Let George Do It is a 1938 comedy starring popular stage comedian George Wallace. It was the first of two films Wallace made for Ken G. Hall at Cinesound Productions, the other one being Gone to the Dogs (1939). Hall later called Wallace "in my opinion, easily the best comedian that this country has produced."

Synopsis
The plot concerns a man, Joe Blake, who works as a stage hand in a vaudeville theatre headlined by Mysto the magician. When he finds out that the girl he is in love with, Molly, is getting married, he gets drunk with his friend Happy Morgan and decides to commit suicide. Joe offers to leave all his possessions to a gangster, Zilch, if Zilch will arrange a painless death for Joe.

The next day Joe finds out he has received an inheritance and wants to live, but Zilch and his men, including Unk, abduct Joe and demand half his money. Joe escapes with the help of Clara, a woman who has a crush on him, resulting in a wild speedboat chase across Sydney harbour.

Cast
George Wallace as Joe Blake
Gwen Munro as Molly
Harry Abdy as Elmer Zilch
Letty Craydon as Clara
Alec Kellaway as Mysto the Great
Joe Valli as 'Happy' Morgan
Neil Carlton as John Randall
George Lloyd as Unk

Production
Stuart F. Doyle signed George Wallace to a contract with Cinesound in February 1937. It was originally announced that he would be making Gone to the Dogs, set against a background of greyhound racing. That turned out to be Wallace's second Cinesound movie; this was the first.

As with most Cinesound comedies of the late 1930s, Hall employed a team of comedy writers to help with the script along with credited screenwriters Wallace and Frank Harvey. This consisted of Hall, cartoonist Jimmy Bancks, Bill Maloney and Hal Carleton. The story followed a formula developed in Wallace's Ticket in Tatts: "George is given a simple labourer's job... Quite innocently is fired...  He then becomes involved in a simple wish-fulfilment device... the device is complicated by an equally simple set of stereotyped gangsters who have no motivation beyond innate greed for greater wealth, and in each situation they are foiled, usually accidentally, by George and his friends."

# REQUIRED WORK:
• A. According to the article on the 1938 film Let George Do It, who signed George Wallace to a contract with Cinesound, and in what month and year?
• B. Carry on the article about the 1938 film Let George Do It from the point at which it ends, writing in the same style.

# PROVIDED RECORDS:

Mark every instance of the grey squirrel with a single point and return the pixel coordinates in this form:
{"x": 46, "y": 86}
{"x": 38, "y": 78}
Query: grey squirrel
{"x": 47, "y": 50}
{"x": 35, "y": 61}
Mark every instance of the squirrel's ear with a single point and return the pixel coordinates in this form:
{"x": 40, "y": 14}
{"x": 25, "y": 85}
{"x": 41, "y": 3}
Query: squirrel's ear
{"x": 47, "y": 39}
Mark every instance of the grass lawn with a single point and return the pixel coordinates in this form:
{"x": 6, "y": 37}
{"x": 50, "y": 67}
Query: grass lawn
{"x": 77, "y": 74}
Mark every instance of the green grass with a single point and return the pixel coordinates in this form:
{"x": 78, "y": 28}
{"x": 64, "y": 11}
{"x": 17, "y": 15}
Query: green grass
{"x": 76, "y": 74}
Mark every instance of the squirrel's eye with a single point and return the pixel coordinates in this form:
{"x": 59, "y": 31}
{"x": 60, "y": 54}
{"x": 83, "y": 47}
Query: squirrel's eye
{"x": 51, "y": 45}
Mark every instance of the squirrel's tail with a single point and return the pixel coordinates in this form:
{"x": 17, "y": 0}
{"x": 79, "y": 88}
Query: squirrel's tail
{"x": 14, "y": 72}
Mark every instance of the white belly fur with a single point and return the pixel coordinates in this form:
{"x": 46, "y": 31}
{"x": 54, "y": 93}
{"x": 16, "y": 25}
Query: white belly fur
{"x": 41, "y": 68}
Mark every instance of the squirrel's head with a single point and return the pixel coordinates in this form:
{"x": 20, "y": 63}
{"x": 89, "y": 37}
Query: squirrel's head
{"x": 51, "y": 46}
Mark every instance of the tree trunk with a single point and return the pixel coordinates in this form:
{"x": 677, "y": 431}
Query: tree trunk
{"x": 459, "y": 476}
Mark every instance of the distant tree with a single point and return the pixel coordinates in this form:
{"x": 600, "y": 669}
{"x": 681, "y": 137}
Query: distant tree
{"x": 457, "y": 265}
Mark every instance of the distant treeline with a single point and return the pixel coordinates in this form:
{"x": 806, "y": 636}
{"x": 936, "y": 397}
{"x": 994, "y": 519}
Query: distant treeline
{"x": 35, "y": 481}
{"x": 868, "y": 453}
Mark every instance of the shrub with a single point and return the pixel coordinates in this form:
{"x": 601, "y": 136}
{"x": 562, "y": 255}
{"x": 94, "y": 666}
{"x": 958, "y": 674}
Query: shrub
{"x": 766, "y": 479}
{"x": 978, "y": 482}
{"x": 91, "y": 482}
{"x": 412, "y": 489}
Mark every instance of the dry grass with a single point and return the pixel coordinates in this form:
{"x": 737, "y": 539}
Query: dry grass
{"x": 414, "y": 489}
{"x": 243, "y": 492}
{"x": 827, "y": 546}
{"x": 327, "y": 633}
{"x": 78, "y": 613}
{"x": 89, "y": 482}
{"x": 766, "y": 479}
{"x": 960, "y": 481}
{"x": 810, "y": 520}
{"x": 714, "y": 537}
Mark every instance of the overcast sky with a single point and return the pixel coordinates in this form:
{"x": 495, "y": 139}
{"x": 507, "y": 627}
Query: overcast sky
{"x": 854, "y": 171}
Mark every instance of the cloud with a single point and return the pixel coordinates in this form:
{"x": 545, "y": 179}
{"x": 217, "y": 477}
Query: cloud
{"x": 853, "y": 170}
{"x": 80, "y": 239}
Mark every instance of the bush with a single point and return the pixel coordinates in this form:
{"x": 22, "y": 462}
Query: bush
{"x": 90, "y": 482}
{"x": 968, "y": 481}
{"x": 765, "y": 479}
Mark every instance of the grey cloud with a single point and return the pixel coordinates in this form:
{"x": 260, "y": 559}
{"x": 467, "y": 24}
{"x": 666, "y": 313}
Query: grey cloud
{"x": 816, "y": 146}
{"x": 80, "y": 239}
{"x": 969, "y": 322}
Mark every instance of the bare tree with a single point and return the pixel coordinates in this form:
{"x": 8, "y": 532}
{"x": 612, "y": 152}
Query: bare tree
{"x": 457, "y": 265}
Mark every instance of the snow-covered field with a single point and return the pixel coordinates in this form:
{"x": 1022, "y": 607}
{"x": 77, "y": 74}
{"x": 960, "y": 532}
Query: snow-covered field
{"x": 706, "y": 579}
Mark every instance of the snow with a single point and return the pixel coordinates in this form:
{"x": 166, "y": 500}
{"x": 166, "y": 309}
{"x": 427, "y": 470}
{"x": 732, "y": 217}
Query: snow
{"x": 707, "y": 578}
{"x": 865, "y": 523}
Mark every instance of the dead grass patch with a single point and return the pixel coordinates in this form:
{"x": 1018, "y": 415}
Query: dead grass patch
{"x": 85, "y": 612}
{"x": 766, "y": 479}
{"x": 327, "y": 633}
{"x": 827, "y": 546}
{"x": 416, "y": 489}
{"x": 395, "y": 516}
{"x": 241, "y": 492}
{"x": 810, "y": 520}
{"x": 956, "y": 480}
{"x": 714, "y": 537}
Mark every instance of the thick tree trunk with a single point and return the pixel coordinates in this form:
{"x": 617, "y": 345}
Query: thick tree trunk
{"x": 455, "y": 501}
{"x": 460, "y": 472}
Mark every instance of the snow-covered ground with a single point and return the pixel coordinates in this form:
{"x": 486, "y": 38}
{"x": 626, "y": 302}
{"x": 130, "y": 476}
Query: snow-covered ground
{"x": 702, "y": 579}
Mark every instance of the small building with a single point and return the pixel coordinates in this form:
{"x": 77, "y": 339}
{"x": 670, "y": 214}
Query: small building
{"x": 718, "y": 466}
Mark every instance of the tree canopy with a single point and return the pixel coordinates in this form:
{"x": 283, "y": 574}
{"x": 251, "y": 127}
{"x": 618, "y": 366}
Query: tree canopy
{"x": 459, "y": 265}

# EXERCISE ANSWERS:
• A. Stuart F. Doyle, in February 1937.

• B.
The male romantic lead was played by Neil Carlton, a Melbourne-born actor who had appeared in films in England. "I've been searching for a juvenile of Carlton's type ever since I have been directing", said Hall during production. "He's handsome, a good actor, and possesses a fine singing voice; stands 6 ft 1 in. in his socks, weighs 14 St., and is a splendid all-round athlete."

Filming commenced on 30 January 1938 and finished on 22 March. During the shooting of a speedboat chase scene on Sydney Harbour, the boat crashed into a racing eight near Double Bay, cutting it in half and injuring three rowers.

There were several musical numbers which demonstrated Wallace's ability to sing and dance. A water ballet, choreographed by Leon Kellaway, brother of Cecil Kellaway, was shot but was mostly cut in the interests of keeping the film at a fast pace.

Release
Hall later wrote that the two films he made with Wallace "were very substantial hits". Variety wrote "it broke records everywhere."

The famous tenor Richard Tauber saw the movie when touring Australia.

It was released in Britain in 1940 as In the Nick of Time, to avoid confusion with the 1940 George Formby film Let George Do It!.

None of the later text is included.